TASKS AND EXERCISES -
A - According to the text about Rhodri, what character does he voice in Ni no Kuni: Wrath of the White Witch?
B - Return everything in the text about Rhodri from "- Pobol y Cwm" down to "(2007, TV movie)", copied word for word.

He is well known as a fan of Swansea City F.C., for whom he made a DVD called The Golden Year.

==Career ==
Rhodri has appeared in both English-language and Welsh-language films, television and stage productions. He played Reg Cattermole in Harry Potter and the Deathly Hallows – Part 1 and provided the voice of Drippy in Ni no Kuni: Wrath of the White Witch. He has been called "Wales' most prolific actor".

On stage, he played Banquo alongside Ralph Fiennes in Simon Godwin's production of Macbeth.

Rhodri is best known for portraying bus driver Dave Coaches in the comedy series Gavin & Stacey.

===Filmography===
- Twin Town (1997) – Hunky
- Solomon and Gaenor (1999) – Noah Jones
- Ali G Indahouse (2002) – School Teacher
- Cymru Fach (2008)
- The Big I Am (2010) – DS Moseley
- Submarine (2010) – Mr. Davey
- Harry Potter and the Deathly Hallows: Part 1 (2010) – Reg Cattermole
- Ironclad (2011) – Cooper
- Under Milk Wood (2015) – Mog Edwards
- Wonder Woman (2017) – Colonel Darnell
- Last Summer (2018) – Sgt Morgan
- Don't Breathe 2 (2021) – The Surgeon / Dr. Thomas Hanniman
- The Last Kingdom: Seven Kings Must Die (2023) – Hywel Dda
- Mr Burton (2025) – Dic Jenkins

===Television===

- Pobol y Cwm (1995–1996, 1998, BBC) – Jon Markham
- A Mind to Kill (1997, S4C/Channel 5) – Young Sir Isaac Gwillym
- Tales from Pleasure Beach (2001, BBC) – Wes
- Con Passionate (2005, S4C) – Andy
- Wire in the Blood (2005, ITV) – Bill Denton
- Heartbeat (2007, ITV) – Frank Jepson
- Belonging (2008) – Ed
- Giles Wemmbley Hogg Goes Off.... to Glastonbury (2007, TV movie)
- Gavin & Stacey (2007–2010, 2024, BBC) – Dave Coaches
- Doctors (2010, BBC) – Gerry Cutler
- Pen Talar (2010, S4C) – Phillip Harrison
- Teulu (2010)

RECORD SET -
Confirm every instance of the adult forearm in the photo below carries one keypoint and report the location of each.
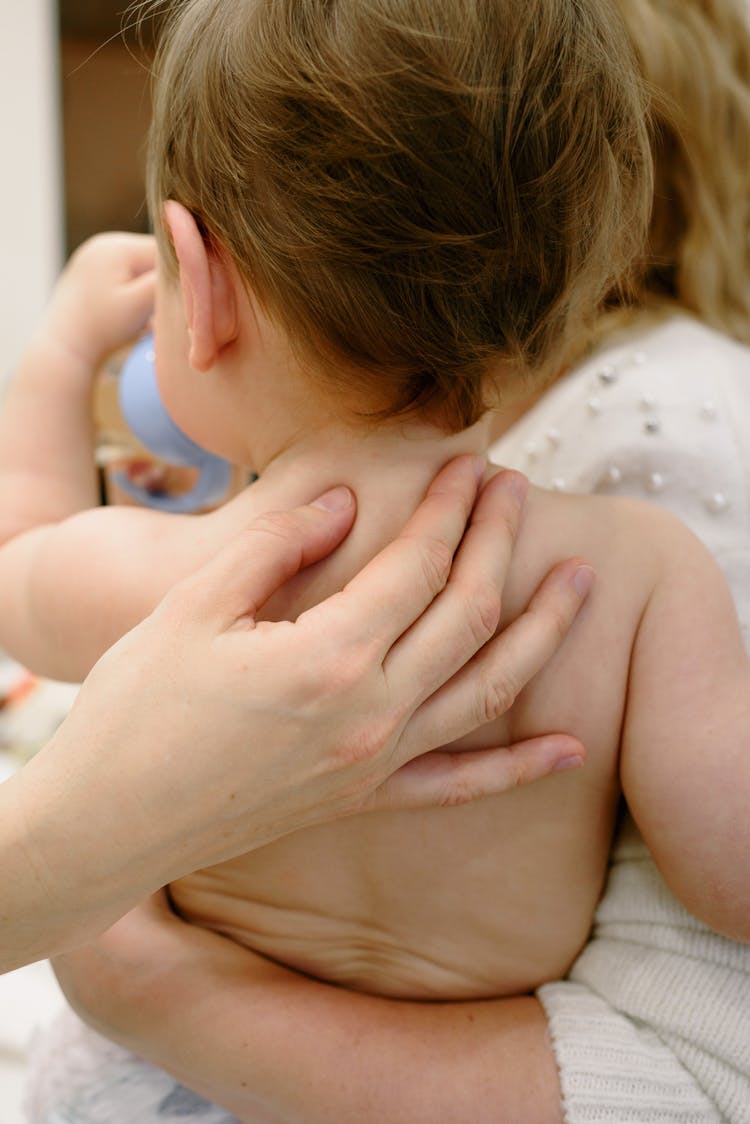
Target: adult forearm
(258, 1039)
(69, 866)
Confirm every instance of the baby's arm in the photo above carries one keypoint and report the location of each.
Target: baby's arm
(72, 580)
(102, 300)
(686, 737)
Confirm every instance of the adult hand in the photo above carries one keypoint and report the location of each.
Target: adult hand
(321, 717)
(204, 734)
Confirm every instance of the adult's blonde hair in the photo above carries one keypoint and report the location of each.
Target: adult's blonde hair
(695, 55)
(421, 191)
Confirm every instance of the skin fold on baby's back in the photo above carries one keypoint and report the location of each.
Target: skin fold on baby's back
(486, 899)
...
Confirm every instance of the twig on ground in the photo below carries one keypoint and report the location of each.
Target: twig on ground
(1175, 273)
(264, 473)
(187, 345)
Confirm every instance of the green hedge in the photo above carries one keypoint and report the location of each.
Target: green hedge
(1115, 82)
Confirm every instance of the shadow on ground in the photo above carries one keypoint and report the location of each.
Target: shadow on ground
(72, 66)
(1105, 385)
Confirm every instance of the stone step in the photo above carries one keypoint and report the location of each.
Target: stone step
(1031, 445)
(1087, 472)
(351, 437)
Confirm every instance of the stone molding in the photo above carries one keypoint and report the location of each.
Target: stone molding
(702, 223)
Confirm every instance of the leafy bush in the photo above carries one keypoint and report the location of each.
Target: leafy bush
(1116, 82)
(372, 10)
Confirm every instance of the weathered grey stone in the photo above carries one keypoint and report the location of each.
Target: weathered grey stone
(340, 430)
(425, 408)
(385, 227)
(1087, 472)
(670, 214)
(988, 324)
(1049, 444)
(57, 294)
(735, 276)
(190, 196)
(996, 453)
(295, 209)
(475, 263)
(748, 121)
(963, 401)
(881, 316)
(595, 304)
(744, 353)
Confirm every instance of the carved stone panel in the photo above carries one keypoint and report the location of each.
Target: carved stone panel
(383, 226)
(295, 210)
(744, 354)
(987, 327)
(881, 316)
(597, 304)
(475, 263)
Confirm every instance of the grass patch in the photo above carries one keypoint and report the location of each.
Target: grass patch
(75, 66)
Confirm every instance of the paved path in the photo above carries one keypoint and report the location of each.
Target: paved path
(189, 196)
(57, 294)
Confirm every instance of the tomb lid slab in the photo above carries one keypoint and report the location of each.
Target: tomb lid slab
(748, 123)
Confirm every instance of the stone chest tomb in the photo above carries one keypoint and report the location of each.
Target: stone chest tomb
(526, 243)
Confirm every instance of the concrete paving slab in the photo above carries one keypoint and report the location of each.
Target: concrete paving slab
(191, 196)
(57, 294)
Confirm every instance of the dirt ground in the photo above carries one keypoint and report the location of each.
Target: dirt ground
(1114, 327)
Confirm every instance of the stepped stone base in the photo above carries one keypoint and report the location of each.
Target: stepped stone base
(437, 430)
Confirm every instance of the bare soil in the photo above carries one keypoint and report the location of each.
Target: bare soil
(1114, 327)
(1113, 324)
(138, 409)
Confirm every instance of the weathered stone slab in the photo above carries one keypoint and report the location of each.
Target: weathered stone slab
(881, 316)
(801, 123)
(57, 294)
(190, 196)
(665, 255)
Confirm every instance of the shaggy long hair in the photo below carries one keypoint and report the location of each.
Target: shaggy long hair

EXERCISE RESULTS -
A - Drippy

B -
- Pobol y Cwm (1995–1996, 1998, BBC) – Jon Markham
- A Mind to Kill (1997, S4C/Channel 5) – Young Sir Isaac Gwillym
- Tales from Pleasure Beach (2001, BBC) – Wes
- Con Passionate (2005, S4C) – Andy
- Wire in the Blood (2005, ITV) – Bill Denton
- Heartbeat (2007, ITV) – Frank Jepson
- Belonging (2008) – Ed
- Giles Wemmbley Hogg Goes Off.... to Glastonbury (2007, TV movie)